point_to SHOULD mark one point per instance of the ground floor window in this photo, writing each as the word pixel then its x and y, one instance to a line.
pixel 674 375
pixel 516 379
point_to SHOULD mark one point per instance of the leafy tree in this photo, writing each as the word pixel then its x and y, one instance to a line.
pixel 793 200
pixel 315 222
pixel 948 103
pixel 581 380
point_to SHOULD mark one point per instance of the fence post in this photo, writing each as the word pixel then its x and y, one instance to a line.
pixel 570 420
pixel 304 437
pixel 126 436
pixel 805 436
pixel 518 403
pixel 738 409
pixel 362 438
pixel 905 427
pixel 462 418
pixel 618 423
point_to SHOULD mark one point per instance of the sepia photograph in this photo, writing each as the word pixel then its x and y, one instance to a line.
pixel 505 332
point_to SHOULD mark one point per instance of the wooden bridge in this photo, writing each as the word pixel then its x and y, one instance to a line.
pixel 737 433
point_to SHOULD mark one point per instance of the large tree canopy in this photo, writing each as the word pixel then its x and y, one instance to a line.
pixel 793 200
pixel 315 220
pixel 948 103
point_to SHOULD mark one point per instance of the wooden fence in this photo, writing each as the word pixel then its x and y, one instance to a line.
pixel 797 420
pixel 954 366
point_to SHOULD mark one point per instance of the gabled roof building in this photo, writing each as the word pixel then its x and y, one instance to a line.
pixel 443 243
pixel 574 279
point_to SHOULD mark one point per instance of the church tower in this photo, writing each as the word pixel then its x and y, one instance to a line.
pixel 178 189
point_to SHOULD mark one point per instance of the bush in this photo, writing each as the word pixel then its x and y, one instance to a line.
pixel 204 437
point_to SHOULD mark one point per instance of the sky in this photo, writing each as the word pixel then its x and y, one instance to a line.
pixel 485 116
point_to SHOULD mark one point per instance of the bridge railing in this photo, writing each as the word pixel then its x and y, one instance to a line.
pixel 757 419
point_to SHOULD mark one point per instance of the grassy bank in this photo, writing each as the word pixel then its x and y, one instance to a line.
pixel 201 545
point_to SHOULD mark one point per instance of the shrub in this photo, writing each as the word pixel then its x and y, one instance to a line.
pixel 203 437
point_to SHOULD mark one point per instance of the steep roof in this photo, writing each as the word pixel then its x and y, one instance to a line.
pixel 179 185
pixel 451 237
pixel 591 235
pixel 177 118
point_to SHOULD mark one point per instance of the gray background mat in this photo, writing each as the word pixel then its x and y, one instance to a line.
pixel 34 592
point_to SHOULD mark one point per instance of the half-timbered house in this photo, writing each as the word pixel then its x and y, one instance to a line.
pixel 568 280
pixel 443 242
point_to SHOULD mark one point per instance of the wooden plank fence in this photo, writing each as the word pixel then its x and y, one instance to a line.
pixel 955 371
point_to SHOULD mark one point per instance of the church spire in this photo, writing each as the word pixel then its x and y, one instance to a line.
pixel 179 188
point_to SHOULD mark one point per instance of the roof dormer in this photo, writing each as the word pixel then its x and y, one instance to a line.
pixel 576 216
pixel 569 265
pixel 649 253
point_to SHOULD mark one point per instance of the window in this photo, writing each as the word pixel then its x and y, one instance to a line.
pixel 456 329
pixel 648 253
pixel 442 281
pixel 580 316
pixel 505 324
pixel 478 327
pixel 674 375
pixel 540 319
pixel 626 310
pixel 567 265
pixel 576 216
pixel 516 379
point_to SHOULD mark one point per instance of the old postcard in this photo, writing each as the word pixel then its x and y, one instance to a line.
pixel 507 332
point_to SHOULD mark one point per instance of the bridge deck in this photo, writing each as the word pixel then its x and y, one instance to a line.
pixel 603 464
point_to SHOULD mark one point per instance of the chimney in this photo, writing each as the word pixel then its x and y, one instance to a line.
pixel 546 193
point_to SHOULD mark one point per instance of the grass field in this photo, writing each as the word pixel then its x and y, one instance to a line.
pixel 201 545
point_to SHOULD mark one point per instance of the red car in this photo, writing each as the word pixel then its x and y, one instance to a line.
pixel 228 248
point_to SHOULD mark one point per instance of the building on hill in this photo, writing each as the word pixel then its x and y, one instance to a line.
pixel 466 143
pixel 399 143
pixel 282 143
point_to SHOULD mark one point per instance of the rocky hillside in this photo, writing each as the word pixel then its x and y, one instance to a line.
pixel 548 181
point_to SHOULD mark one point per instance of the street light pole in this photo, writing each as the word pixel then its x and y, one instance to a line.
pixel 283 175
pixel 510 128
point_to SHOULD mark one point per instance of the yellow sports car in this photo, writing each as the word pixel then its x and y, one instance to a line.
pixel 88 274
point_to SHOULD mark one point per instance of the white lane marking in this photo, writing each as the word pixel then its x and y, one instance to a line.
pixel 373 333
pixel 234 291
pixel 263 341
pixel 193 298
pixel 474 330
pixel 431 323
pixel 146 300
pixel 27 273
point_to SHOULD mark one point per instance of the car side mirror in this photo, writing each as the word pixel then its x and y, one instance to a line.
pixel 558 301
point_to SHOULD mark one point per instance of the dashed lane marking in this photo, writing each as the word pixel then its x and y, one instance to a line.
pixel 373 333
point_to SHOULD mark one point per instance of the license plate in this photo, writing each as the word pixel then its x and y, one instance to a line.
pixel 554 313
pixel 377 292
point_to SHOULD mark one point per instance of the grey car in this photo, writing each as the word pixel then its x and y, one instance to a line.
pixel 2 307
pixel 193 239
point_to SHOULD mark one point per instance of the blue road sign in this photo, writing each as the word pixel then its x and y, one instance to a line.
......
**WHAT YOU WILL DO:**
Recast the rows beginning with the line containing "point_to SHOULD mark one point per instance of the old" and continuing through the line containing "pixel 282 143" as a two-column CSV with the header instruction,points. Give one CSV line per row, with the row's text and its answer each in a single quoted field and line breaks replaced by spaces.

**EXPECTED ANSWER:**
instruction,points
"point_to SHOULD mark one point per instance of the old postcard in this photo, writing each as the word pixel then its x and y, one instance to a line.","pixel 507 332"
"point_to SHOULD mark one point per instance of the bridge deck in this photo, writing each as the word pixel then its x and y, one instance to a line.","pixel 603 464"
"point_to SHOULD mark one point per instance of the chimney in this photo, writing each as the word pixel then its x and y, one instance to a line.","pixel 546 193"
"point_to SHOULD mark one point per instance of the grass field in this photo, writing each as the word pixel then its x and y, one instance to a line.","pixel 201 545"
"point_to SHOULD mark one point per instance of the red car in this photo, writing each as the word pixel then its x and y, one instance to a line.","pixel 228 248"
"point_to SHOULD mark one point per instance of the building on hill in this photo, writing each as the word pixel then its x and y, one instance to a line.","pixel 466 143 pixel 399 143 pixel 282 143"